### What you need to do
Set the listing down again exactly, please, apart from its pictures.

(Records supplied Opens)

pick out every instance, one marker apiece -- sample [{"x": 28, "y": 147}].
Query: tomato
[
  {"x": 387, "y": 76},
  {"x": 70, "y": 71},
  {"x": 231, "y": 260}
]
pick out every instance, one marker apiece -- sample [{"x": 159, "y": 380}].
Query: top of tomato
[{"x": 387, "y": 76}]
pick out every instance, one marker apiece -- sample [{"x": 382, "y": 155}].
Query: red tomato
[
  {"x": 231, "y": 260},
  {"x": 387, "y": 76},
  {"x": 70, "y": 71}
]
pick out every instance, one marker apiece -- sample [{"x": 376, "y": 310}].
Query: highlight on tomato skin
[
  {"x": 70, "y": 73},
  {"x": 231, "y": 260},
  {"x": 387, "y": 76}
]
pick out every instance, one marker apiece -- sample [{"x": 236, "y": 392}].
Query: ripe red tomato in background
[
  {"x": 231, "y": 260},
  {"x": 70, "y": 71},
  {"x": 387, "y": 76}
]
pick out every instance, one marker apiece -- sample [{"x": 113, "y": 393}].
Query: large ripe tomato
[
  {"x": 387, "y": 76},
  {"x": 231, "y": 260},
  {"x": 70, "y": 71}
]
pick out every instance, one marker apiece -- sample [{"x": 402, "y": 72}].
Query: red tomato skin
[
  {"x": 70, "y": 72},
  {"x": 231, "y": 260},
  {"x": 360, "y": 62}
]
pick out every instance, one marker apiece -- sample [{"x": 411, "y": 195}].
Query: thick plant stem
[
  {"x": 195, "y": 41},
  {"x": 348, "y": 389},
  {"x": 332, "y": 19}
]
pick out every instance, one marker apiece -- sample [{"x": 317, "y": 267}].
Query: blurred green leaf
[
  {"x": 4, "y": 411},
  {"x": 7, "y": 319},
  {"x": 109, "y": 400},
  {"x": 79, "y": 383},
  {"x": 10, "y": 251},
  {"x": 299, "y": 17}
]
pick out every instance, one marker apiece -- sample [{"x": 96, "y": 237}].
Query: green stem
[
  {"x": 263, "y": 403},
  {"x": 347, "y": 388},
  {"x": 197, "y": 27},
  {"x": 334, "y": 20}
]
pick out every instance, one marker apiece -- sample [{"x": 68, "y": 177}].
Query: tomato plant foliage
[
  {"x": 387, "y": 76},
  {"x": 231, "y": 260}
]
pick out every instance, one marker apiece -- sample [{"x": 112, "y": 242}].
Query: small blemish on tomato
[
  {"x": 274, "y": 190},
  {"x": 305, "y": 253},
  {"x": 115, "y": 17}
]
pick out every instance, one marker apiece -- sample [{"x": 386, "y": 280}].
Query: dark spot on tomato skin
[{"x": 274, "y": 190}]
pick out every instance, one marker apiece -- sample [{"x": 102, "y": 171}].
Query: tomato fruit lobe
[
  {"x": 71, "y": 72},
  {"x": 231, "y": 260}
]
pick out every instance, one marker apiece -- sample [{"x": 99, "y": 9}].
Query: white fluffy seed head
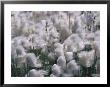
[
  {"x": 72, "y": 65},
  {"x": 59, "y": 52},
  {"x": 56, "y": 70},
  {"x": 68, "y": 56},
  {"x": 31, "y": 60},
  {"x": 61, "y": 61},
  {"x": 86, "y": 58}
]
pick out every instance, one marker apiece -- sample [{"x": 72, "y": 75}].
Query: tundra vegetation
[{"x": 55, "y": 43}]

(Records supplied Closes)

### Result of the task
pick out every instance, one marker apiece -- sample [{"x": 28, "y": 147}].
Query: tomato
[
  {"x": 387, "y": 76},
  {"x": 70, "y": 71},
  {"x": 231, "y": 260}
]
pick out every instance, one marker apiece -- sample [{"x": 159, "y": 380}].
Query: top of tomato
[{"x": 387, "y": 76}]
pick out every instance, one marker apiece -- sample [{"x": 382, "y": 155}].
Query: red tomato
[
  {"x": 231, "y": 260},
  {"x": 387, "y": 76},
  {"x": 70, "y": 71}
]
pick out every instance, one marker apiece -- sample [{"x": 376, "y": 310}].
Query: highlight on tomato skin
[
  {"x": 70, "y": 73},
  {"x": 231, "y": 260},
  {"x": 387, "y": 76}
]
pick out every instance, one marker apiece -- sample [{"x": 236, "y": 392}].
Query: ripe red tomato in background
[
  {"x": 231, "y": 260},
  {"x": 70, "y": 71},
  {"x": 387, "y": 76}
]
pick out every instance, one marker apiece -- sample [{"x": 113, "y": 393}].
Query: large ripe tomato
[
  {"x": 387, "y": 76},
  {"x": 231, "y": 260},
  {"x": 70, "y": 71}
]
pick out every instance, one marker apiece -- sample [{"x": 402, "y": 72}].
Query: red tomato skin
[
  {"x": 70, "y": 72},
  {"x": 231, "y": 260},
  {"x": 360, "y": 62}
]
pick out every instance, one marker apiece -- sample [{"x": 411, "y": 195}].
Query: thick plant stem
[
  {"x": 195, "y": 41},
  {"x": 348, "y": 389},
  {"x": 332, "y": 19}
]
pick out every instance, one marker apiece -- sample [{"x": 317, "y": 267}].
Query: blurred green leaf
[
  {"x": 4, "y": 411},
  {"x": 7, "y": 319},
  {"x": 109, "y": 400},
  {"x": 79, "y": 383},
  {"x": 10, "y": 251},
  {"x": 299, "y": 17}
]
pick out every instance, one marker apiece -- sample [{"x": 96, "y": 237}].
Query: green stem
[
  {"x": 263, "y": 403},
  {"x": 347, "y": 388},
  {"x": 197, "y": 27},
  {"x": 334, "y": 20}
]
pick out every instance, one marker apiece -- sample [{"x": 68, "y": 177}].
Query: tomato plant foliage
[
  {"x": 387, "y": 76},
  {"x": 231, "y": 260}
]
pick out every instance, one marker apiece -- sample [{"x": 112, "y": 242}].
Query: small blemish on tomato
[
  {"x": 274, "y": 190},
  {"x": 305, "y": 253},
  {"x": 115, "y": 17}
]
pick out every instance, one marker apiece -- sample [{"x": 386, "y": 280}].
Query: dark spot on tomato skin
[{"x": 274, "y": 190}]
pick out every instance, one marker apiece -- sample [{"x": 102, "y": 171}].
Query: tomato fruit lobe
[
  {"x": 71, "y": 72},
  {"x": 231, "y": 260}
]
pick out every instance, one marker apiece -- sample [{"x": 99, "y": 9}].
Query: white fluffy seed head
[
  {"x": 72, "y": 65},
  {"x": 59, "y": 52},
  {"x": 56, "y": 70},
  {"x": 68, "y": 56},
  {"x": 31, "y": 60},
  {"x": 61, "y": 61},
  {"x": 86, "y": 58}
]
pick out every instance, one marker apiece -- sample [{"x": 72, "y": 75}].
Query: tundra vegetation
[{"x": 55, "y": 43}]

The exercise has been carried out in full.